Izmir is the perfect place to visit throughout the year. However, summer brings the best out of the coastal city. During the warmer months, you can enjoy days at the beach and water-based activities like sailing and diving. For an off-peak trip, autumn has cooler temperatures and striking sunsets painting a haze of oranges across the sky, while winter is relatively mild with plenty of cozy cafes to escape into.

Getting around

The best way to get around and make the most of Izmir is by using the public transportation system. Buses are an efficient and relatively affordable way for sightseeing throughout the city and beyond to nearby beaches and towns. If you prefer to have more freedom, many locals use cycling as a mode of transport, allowing you to explore Izmir however you like while taking in some spectacular views.

Traveler tips

Don't limit yourself to the city center—there are plenty of hidden gems waiting to be discovered in bustling and lively residential neighborhoods such as Foça and Karşıyaka. You should also brush up on the appropriate etiquette for navigating some common but specific areas, like hammams, bazaars, and streetside cafés—they will give you great insight into the intricate details of the real Turkish lifestyle.

Data provided
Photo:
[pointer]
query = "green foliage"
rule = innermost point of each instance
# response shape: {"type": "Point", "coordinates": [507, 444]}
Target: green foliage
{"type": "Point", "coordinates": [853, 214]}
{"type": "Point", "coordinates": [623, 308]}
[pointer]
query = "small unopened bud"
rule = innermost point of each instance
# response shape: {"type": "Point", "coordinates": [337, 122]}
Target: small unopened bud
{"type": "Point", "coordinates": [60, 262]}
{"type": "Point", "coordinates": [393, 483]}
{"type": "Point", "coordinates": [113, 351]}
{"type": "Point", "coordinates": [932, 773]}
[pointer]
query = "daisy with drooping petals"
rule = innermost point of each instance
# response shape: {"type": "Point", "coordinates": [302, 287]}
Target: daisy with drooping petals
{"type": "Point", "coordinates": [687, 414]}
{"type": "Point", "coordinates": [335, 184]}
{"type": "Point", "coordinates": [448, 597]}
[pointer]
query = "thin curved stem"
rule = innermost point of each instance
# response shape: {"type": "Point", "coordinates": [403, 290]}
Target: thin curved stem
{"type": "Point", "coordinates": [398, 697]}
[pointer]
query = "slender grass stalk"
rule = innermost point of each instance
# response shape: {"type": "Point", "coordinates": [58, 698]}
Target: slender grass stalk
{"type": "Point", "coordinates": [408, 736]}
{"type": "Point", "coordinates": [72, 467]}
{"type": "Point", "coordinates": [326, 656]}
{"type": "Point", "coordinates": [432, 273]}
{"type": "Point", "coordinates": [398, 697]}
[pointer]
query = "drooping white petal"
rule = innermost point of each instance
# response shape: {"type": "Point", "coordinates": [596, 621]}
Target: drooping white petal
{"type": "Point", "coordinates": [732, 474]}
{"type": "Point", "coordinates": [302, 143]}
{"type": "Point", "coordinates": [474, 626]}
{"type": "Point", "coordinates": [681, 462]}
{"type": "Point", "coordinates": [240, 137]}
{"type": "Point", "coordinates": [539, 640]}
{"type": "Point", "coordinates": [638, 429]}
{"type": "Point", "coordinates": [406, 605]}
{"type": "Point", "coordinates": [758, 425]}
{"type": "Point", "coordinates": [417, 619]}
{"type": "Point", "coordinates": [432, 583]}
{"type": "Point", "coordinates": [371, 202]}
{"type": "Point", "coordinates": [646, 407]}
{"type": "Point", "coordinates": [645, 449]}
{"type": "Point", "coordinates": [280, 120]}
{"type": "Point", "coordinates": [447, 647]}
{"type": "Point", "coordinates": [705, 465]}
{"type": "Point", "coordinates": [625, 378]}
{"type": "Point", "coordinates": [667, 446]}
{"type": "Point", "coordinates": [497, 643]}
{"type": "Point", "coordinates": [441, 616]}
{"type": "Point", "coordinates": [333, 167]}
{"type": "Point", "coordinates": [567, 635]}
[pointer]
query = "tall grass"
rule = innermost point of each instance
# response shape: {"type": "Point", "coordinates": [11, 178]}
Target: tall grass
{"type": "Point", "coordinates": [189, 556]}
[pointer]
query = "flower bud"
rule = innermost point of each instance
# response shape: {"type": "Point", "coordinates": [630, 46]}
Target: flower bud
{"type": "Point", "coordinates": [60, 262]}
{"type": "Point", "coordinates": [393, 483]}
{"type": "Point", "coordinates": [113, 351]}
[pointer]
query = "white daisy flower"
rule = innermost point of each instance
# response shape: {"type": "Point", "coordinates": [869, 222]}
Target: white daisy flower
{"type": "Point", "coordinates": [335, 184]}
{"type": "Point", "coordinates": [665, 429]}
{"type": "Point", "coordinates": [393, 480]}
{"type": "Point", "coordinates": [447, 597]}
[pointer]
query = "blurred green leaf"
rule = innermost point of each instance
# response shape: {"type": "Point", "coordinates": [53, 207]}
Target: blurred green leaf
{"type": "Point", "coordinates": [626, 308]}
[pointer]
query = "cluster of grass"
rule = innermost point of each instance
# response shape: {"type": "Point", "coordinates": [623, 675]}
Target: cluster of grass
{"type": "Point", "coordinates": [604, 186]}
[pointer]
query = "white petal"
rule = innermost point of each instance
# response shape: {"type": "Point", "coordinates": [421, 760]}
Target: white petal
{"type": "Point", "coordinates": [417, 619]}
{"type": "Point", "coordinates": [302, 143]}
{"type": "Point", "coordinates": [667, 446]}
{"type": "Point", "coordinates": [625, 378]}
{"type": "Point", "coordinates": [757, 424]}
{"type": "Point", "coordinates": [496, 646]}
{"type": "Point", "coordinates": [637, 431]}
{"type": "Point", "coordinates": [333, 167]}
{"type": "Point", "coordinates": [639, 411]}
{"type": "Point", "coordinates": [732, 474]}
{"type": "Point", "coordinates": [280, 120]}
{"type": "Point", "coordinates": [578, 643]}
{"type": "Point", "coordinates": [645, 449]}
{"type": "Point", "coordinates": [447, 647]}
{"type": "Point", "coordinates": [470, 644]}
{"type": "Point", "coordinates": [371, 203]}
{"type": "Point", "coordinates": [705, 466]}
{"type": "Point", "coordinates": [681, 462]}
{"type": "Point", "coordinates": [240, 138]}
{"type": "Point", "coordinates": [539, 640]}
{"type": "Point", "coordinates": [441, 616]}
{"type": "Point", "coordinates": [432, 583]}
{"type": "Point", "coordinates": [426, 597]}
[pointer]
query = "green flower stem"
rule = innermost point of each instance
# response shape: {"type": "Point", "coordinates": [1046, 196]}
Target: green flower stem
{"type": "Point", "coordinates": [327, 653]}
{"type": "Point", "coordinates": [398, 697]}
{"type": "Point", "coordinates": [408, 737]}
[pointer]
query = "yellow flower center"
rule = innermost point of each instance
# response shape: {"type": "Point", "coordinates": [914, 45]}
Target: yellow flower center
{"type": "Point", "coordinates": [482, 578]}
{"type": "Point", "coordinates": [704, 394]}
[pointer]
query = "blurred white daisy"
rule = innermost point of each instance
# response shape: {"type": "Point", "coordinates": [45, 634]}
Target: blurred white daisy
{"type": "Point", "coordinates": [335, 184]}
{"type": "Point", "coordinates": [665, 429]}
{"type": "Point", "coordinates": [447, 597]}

Exercise instructions
Rewrite the passage of the Izmir travel text that opens with the words containing "The best way" and closes with "some spectacular views.", putting "Trams" in place of "Buses".

Written solution
The best way to get around and make the most of Izmir is by using the public transportation system. Trams are an efficient and relatively affordable way for sightseeing throughout the city and beyond to nearby beaches and towns. If you prefer to have more freedom, many locals use cycling as a mode of transport, allowing you to explore Izmir however you like while taking in some spectacular views.